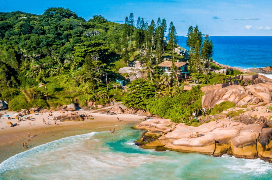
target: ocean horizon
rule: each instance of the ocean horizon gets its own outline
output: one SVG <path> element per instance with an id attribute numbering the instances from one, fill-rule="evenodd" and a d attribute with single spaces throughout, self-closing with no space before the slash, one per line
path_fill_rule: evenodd
<path id="1" fill-rule="evenodd" d="M 187 38 L 178 36 L 178 44 L 189 50 Z M 204 38 L 203 38 L 204 40 Z M 272 66 L 272 36 L 210 36 L 213 60 L 243 69 Z"/>

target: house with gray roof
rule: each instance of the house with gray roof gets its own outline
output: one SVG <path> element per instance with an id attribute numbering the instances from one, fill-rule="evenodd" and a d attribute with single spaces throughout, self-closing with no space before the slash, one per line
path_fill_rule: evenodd
<path id="1" fill-rule="evenodd" d="M 175 63 L 175 65 L 179 70 L 180 78 L 188 78 L 190 76 L 190 72 L 188 70 L 188 63 L 185 62 L 180 62 L 177 61 Z M 158 66 L 161 67 L 164 73 L 170 75 L 171 73 L 171 67 L 172 63 L 171 61 L 163 61 Z"/>

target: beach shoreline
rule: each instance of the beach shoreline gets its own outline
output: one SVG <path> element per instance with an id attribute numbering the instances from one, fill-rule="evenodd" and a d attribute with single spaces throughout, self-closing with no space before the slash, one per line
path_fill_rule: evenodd
<path id="1" fill-rule="evenodd" d="M 94 132 L 101 132 L 113 130 L 122 130 L 123 127 L 131 124 L 132 127 L 140 122 L 140 120 L 145 116 L 130 114 L 118 114 L 110 115 L 99 113 L 89 113 L 88 111 L 76 111 L 78 114 L 87 113 L 91 115 L 93 120 L 87 119 L 80 121 L 60 122 L 57 121 L 55 125 L 54 121 L 48 120 L 47 113 L 30 114 L 32 121 L 25 121 L 19 123 L 17 120 L 8 120 L 7 117 L 1 117 L 0 119 L 0 163 L 10 157 L 40 145 L 66 137 L 87 134 Z M 2 111 L 0 113 L 8 114 L 11 117 L 15 117 L 14 111 Z M 50 113 L 56 117 L 60 112 L 53 111 Z M 120 121 L 117 122 L 118 117 Z M 46 119 L 46 122 L 50 125 L 45 125 L 42 119 Z M 33 119 L 35 119 L 34 120 Z M 19 125 L 10 127 L 6 124 L 8 121 L 17 123 Z M 32 125 L 29 125 L 30 122 Z M 31 133 L 28 141 L 28 134 Z M 24 148 L 23 144 L 27 143 L 28 148 Z"/>

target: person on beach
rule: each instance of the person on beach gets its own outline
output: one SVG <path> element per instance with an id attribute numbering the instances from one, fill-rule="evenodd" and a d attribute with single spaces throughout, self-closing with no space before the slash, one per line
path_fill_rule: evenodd
<path id="1" fill-rule="evenodd" d="M 27 144 L 26 144 L 26 142 L 25 142 L 23 144 L 23 147 L 24 149 L 25 148 L 25 147 L 26 148 L 27 148 Z"/>

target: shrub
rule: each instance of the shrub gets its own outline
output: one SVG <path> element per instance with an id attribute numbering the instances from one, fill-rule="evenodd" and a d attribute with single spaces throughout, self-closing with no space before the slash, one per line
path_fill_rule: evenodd
<path id="1" fill-rule="evenodd" d="M 221 113 L 223 110 L 227 110 L 231 107 L 235 107 L 235 105 L 234 103 L 225 101 L 219 104 L 216 105 L 212 109 L 210 114 L 214 115 Z"/>

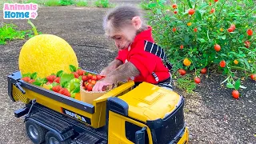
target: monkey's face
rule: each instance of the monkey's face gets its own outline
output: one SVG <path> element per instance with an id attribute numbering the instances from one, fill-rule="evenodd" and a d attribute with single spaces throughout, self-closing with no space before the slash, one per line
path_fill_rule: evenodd
<path id="1" fill-rule="evenodd" d="M 134 42 L 136 36 L 136 30 L 133 27 L 123 28 L 120 32 L 114 34 L 111 38 L 114 40 L 118 50 L 128 48 Z"/>

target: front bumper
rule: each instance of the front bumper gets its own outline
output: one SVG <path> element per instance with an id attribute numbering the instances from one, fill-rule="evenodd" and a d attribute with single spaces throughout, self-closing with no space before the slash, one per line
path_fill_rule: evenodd
<path id="1" fill-rule="evenodd" d="M 189 142 L 189 130 L 187 127 L 185 128 L 184 133 L 181 134 L 179 137 L 180 139 L 178 140 L 177 144 L 187 144 Z"/>

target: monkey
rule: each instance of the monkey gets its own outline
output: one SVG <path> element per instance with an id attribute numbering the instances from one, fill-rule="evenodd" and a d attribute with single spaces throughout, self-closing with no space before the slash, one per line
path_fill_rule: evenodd
<path id="1" fill-rule="evenodd" d="M 93 91 L 102 91 L 103 86 L 127 79 L 135 86 L 146 82 L 172 90 L 171 64 L 154 43 L 152 27 L 146 24 L 138 8 L 117 6 L 106 14 L 102 24 L 105 34 L 114 41 L 118 52 L 102 70 L 99 74 L 105 78 L 96 82 Z"/>

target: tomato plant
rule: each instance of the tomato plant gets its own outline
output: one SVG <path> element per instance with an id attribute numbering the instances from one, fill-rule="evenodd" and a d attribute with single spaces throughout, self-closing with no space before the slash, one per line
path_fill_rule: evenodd
<path id="1" fill-rule="evenodd" d="M 148 24 L 155 42 L 166 51 L 173 70 L 178 72 L 174 75 L 179 76 L 178 70 L 183 69 L 186 73 L 195 72 L 194 78 L 207 67 L 209 73 L 214 70 L 225 75 L 222 82 L 227 87 L 234 87 L 239 78 L 255 74 L 254 1 L 166 2 L 150 1 Z M 176 14 L 166 10 L 173 10 L 173 4 L 177 5 Z M 245 87 L 239 84 L 239 88 Z"/>

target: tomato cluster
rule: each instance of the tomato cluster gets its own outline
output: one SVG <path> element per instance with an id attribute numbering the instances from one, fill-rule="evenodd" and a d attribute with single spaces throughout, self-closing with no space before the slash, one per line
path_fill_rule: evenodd
<path id="1" fill-rule="evenodd" d="M 82 75 L 82 89 L 87 91 L 91 91 L 93 87 L 96 84 L 98 80 L 105 78 L 104 76 L 98 75 L 98 74 L 88 74 L 87 75 Z"/>

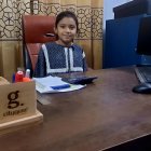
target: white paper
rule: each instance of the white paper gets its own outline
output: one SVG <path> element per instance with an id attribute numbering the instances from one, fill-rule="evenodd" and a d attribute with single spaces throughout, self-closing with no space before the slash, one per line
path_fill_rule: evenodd
<path id="1" fill-rule="evenodd" d="M 36 90 L 39 93 L 60 93 L 60 92 L 71 92 L 76 90 L 80 90 L 85 87 L 86 85 L 74 85 L 64 82 L 61 78 L 58 77 L 45 77 L 45 78 L 33 78 L 36 81 Z M 52 86 L 61 86 L 65 84 L 69 84 L 70 87 L 61 88 L 61 90 L 53 90 Z"/>

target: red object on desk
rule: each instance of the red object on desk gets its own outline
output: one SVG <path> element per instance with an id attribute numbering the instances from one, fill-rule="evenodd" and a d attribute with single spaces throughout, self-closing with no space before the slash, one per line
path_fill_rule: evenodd
<path id="1" fill-rule="evenodd" d="M 24 73 L 23 71 L 17 71 L 15 74 L 15 82 L 23 82 Z"/>

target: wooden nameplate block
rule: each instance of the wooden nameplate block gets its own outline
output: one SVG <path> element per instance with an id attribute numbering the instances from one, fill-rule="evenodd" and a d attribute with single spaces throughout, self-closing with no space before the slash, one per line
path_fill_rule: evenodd
<path id="1" fill-rule="evenodd" d="M 0 78 L 0 134 L 42 122 L 33 81 L 9 83 Z"/>
<path id="2" fill-rule="evenodd" d="M 43 114 L 37 110 L 36 114 L 0 124 L 0 135 L 26 128 L 43 122 Z"/>

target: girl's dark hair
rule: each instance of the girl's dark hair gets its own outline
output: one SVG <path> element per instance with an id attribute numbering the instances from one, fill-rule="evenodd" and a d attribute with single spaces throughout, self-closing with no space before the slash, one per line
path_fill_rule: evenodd
<path id="1" fill-rule="evenodd" d="M 57 17 L 56 17 L 56 22 L 55 22 L 55 27 L 57 28 L 57 25 L 58 23 L 65 18 L 65 17 L 71 17 L 74 19 L 76 22 L 76 25 L 77 25 L 77 31 L 79 31 L 79 23 L 78 23 L 78 18 L 76 16 L 76 14 L 73 12 L 70 12 L 70 11 L 64 11 L 64 12 L 60 12 Z"/>

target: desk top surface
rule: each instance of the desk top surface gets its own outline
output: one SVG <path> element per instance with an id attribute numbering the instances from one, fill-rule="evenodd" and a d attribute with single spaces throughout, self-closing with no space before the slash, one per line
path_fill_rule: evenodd
<path id="1" fill-rule="evenodd" d="M 94 70 L 85 88 L 42 95 L 43 123 L 0 136 L 2 151 L 98 151 L 151 133 L 151 95 L 134 94 L 133 68 Z"/>

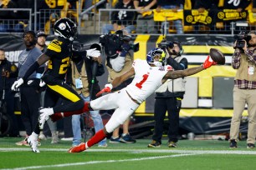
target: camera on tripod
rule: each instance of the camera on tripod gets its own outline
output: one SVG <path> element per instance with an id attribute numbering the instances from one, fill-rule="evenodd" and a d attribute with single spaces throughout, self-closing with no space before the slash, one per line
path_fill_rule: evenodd
<path id="1" fill-rule="evenodd" d="M 168 48 L 172 48 L 174 47 L 172 42 L 166 42 L 166 40 L 162 40 L 159 43 L 157 43 L 157 47 L 165 50 L 168 49 Z"/>
<path id="2" fill-rule="evenodd" d="M 122 30 L 118 30 L 115 33 L 100 36 L 100 43 L 104 47 L 104 51 L 107 57 L 116 58 L 122 50 L 139 51 L 139 43 L 131 44 L 129 43 L 131 40 L 131 36 L 124 35 Z"/>
<path id="3" fill-rule="evenodd" d="M 247 32 L 248 24 L 247 22 L 236 22 L 236 27 L 240 28 L 240 32 L 234 36 L 234 38 L 237 40 L 235 48 L 243 48 L 245 46 L 244 41 L 248 43 L 251 39 L 251 36 L 248 35 Z"/>

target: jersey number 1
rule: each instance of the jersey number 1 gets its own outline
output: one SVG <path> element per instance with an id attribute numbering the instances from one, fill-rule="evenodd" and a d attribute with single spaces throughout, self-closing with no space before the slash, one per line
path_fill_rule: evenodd
<path id="1" fill-rule="evenodd" d="M 146 82 L 146 80 L 148 78 L 148 74 L 144 74 L 142 77 L 143 77 L 143 79 L 140 82 L 137 82 L 136 84 L 136 86 L 138 88 L 142 88 L 142 84 Z"/>

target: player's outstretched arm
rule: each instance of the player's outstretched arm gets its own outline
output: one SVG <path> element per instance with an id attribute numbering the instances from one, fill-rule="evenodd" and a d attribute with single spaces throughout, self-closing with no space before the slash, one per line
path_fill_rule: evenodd
<path id="1" fill-rule="evenodd" d="M 11 89 L 13 91 L 15 91 L 18 87 L 20 87 L 23 82 L 24 80 L 26 80 L 34 71 L 37 70 L 38 68 L 39 68 L 42 64 L 45 63 L 47 61 L 49 60 L 49 57 L 45 55 L 44 53 L 41 54 L 39 58 L 37 59 L 33 64 L 32 64 L 28 69 L 27 70 L 25 75 L 23 78 L 19 78 L 18 80 L 15 81 L 13 84 L 12 85 Z"/>

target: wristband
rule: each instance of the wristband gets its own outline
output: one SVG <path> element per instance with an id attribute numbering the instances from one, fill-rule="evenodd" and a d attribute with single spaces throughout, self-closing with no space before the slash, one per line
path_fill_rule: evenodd
<path id="1" fill-rule="evenodd" d="M 112 90 L 113 85 L 111 83 L 108 83 L 108 84 L 105 85 L 105 88 L 110 88 L 110 90 Z"/>

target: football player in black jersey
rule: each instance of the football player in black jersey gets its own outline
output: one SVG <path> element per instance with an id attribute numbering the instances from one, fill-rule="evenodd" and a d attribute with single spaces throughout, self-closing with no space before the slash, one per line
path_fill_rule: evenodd
<path id="1" fill-rule="evenodd" d="M 84 107 L 84 100 L 69 85 L 65 83 L 65 75 L 71 58 L 74 57 L 87 56 L 98 58 L 100 56 L 100 51 L 94 49 L 84 52 L 72 51 L 72 42 L 77 34 L 75 23 L 69 18 L 60 18 L 54 23 L 54 34 L 58 36 L 54 39 L 44 53 L 31 65 L 23 78 L 17 80 L 12 86 L 12 90 L 18 88 L 28 76 L 40 65 L 49 61 L 48 69 L 44 73 L 41 79 L 47 86 L 44 97 L 44 108 L 39 108 L 41 114 L 38 126 L 28 138 L 32 151 L 39 152 L 38 149 L 38 137 L 40 129 L 43 129 L 44 122 L 49 119 L 49 116 L 54 112 L 63 112 L 75 111 Z M 59 98 L 63 99 L 63 104 L 57 105 Z M 33 104 L 33 103 L 32 103 Z M 47 118 L 46 118 L 47 117 Z"/>

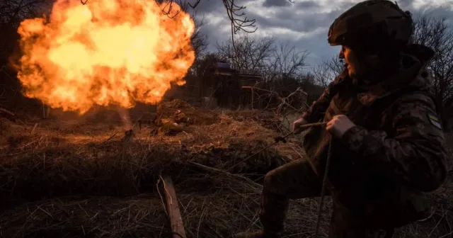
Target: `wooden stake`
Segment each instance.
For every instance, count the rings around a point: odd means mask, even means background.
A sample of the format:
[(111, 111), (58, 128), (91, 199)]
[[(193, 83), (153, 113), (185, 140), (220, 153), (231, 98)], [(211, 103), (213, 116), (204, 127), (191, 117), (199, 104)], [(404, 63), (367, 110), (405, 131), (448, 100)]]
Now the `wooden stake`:
[(173, 234), (173, 237), (186, 238), (187, 236), (184, 230), (184, 223), (183, 222), (181, 212), (178, 205), (176, 192), (175, 191), (175, 187), (173, 185), (171, 178), (168, 176), (164, 176), (164, 189), (165, 191), (167, 212), (168, 212), (171, 231)]

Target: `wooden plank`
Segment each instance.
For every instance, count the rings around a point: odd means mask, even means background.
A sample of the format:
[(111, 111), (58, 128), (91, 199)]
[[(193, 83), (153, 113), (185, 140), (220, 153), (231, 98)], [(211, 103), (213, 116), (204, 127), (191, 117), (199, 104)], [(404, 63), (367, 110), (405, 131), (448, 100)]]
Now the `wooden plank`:
[(171, 230), (173, 234), (173, 237), (186, 238), (187, 236), (184, 230), (184, 223), (183, 222), (181, 212), (178, 205), (176, 192), (175, 191), (175, 187), (173, 185), (173, 181), (170, 176), (164, 176), (164, 190), (165, 191), (167, 212), (168, 213)]

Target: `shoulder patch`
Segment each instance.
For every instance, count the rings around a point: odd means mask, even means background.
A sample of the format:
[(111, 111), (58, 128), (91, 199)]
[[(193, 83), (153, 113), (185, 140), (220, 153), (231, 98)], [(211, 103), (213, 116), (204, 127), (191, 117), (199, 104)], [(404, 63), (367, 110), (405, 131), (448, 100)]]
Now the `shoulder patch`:
[(436, 113), (428, 111), (426, 113), (426, 116), (432, 125), (439, 130), (442, 130), (442, 123)]

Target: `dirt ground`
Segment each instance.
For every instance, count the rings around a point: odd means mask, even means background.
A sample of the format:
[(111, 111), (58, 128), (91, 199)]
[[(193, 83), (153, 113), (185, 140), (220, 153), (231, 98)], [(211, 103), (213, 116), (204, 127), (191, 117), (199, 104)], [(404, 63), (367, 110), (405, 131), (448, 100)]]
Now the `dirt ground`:
[[(158, 189), (163, 175), (175, 183), (189, 237), (259, 229), (263, 177), (303, 158), (300, 142), (293, 137), (253, 155), (284, 132), (273, 115), (177, 103), (166, 108), (168, 115), (181, 110), (194, 123), (171, 136), (153, 135), (152, 123), (136, 123), (134, 137), (125, 140), (115, 112), (102, 120), (96, 113), (84, 120), (0, 118), (0, 237), (171, 237)], [(145, 114), (131, 113), (131, 120), (153, 120)], [(452, 154), (453, 137), (447, 135)], [(431, 217), (399, 229), (396, 237), (452, 237), (451, 180), (430, 196)], [(316, 199), (292, 201), (285, 237), (312, 236), (317, 206)]]

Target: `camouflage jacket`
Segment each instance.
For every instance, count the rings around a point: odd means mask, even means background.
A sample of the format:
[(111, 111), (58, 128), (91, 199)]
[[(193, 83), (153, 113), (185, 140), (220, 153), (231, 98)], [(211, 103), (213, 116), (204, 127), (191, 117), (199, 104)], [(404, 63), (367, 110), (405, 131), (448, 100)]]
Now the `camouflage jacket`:
[[(313, 123), (344, 114), (355, 124), (342, 138), (332, 140), (329, 186), (334, 200), (377, 226), (412, 222), (413, 217), (398, 217), (411, 212), (403, 207), (423, 210), (417, 194), (437, 189), (447, 176), (441, 120), (425, 67), (432, 55), (425, 47), (408, 47), (401, 70), (377, 84), (358, 86), (345, 71), (302, 115)], [(325, 129), (316, 128), (304, 137), (320, 176), (329, 140)]]

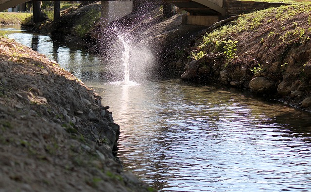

Exercise:
Report every line in the rows above that contains the word "bumper", treating uppercase and lowercase letters as different.

Answer in full:
target: front bumper
rule: each instance of the front bumper gets its own outline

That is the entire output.